■ Required task 1
Show each line from the rows below that contains the word "Expected".

■ Source passage
....

How to visualise measurements in datasets with Tableau
Tableau visualisations can transform these abstract measurements into intuitive graphical representations, making trends, patterns and anomalies immediately evident.
- Mean: use line or bar graphs to superimpose the mean on the data. This helps to visualise the relationship between the individual data points and the average whole value.
- Variance and standard deviation: graphs such as histograms or box plots are particularly effective for showing the dispersion of data. The standard deviation can be displayed as an interval around the mean, providing a clear visual representation of the data’s variability.
Considerations on the use of measurements in datasets
When analysing these indicators, it is essential to remember that outliers can influence the mean and standard deviation. In such cases, other measures of central tendency, such as the median, can provide a more faithful representation of the data’s distribution. Tableau makes exploring these alternatives through different charts and configurations easy, allowing analysts to choose the visualisation best suited to their specific analysis context.
In conclusion, understanding and visualising fundamental measures in datasets is essential for data analysis. Tableau provides the tools to represent these measures in ways that make statistical concepts accessible and immediately understandable, allowing analysts to extract valuable insights and communicate them effectively. The following section will explore data distributions, another key concept for interpreting and analysing datasets in depth.

....

■ Required task 2
Duplicate part of the Tableau passage above, beginning at the words that contain "- Variance and" and stopping after "specific analysis context.".

....

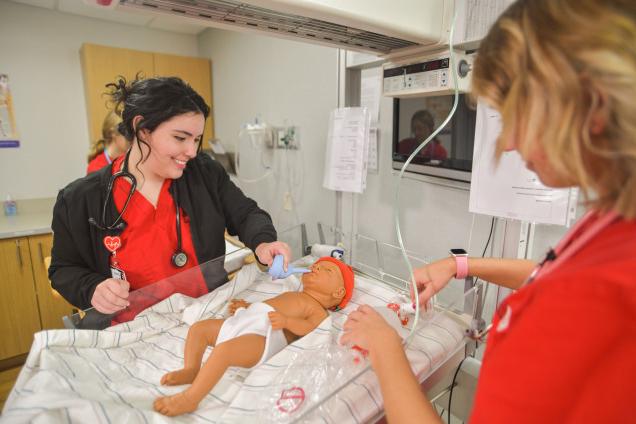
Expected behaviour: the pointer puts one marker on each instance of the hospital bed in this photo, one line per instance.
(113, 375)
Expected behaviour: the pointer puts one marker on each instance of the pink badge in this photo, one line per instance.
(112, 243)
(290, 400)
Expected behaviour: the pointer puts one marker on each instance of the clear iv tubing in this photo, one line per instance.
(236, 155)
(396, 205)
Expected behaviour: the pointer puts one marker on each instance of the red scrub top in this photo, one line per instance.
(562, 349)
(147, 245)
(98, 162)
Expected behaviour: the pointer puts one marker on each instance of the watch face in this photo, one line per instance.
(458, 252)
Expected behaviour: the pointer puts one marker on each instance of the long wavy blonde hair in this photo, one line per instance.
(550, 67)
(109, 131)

....

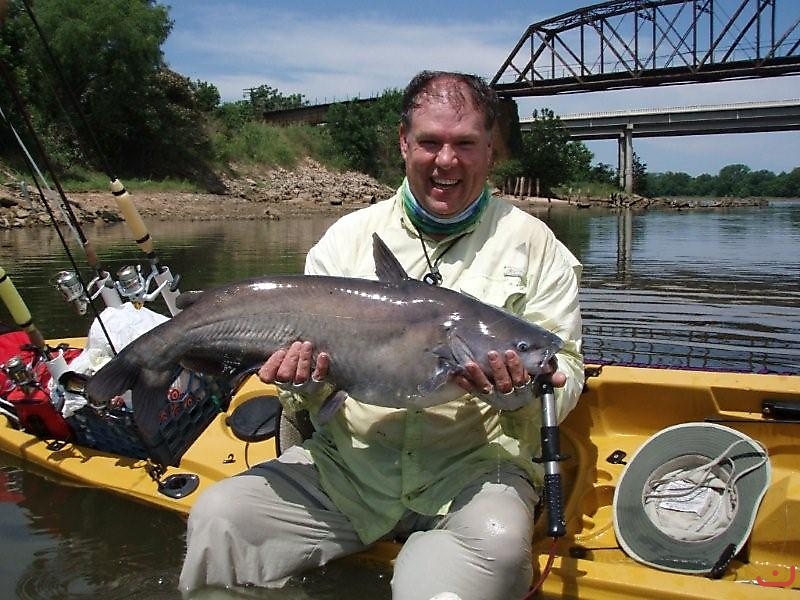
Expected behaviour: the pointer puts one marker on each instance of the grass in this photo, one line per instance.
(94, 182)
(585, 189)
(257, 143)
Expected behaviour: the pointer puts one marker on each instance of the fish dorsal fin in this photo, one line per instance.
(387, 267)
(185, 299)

....

■ Written reply 1
Expected behaviour: the pointer puts one marker on each instance of the hospital bed in this photo, one line per instance.
Expected behaviour: the pointer puts one marker on each instance of the pink badge in this photo, one line per instance.
Expected behaviour: the pointer puts one marker on each instance of the clear iv tubing in this photo, one line per instance.
Expected behaviour: the pointer puts one marker on each instance of the red scrub top in this photo, one line per instance.
Expected behaviour: the pointer puts one marker on each instance of the watch face in this photo, one line per instance.
Expected behaviour: the pointer puts one marker on each instance of the long wavy blonde hair in this photo, one line per instance.
Expected behaviour: the pointer puts one marker on each instance of the grass in this photo, one line per instance.
Expected behaviour: the pointer puts one marker on each instance of the fish dorsal fin in this photo, one line per instance.

■ Written reply 2
- Variance and standard deviation: graphs such as histograms or box plots are particularly effective for showing the dispersion of data. The standard deviation can be displayed as an interval around the mean, providing a clear visual representation of the data’s variability.
Considerations on the use of measurements in datasets
When analysing these indicators, it is essential to remember that outliers can influence the mean and standard deviation. In such cases, other measures of central tendency, such as the median, can provide a more faithful representation of the data’s distribution. Tableau makes exploring these alternatives through different charts and configurations easy, allowing analysts to choose the visualisation best suited to their specific analysis context.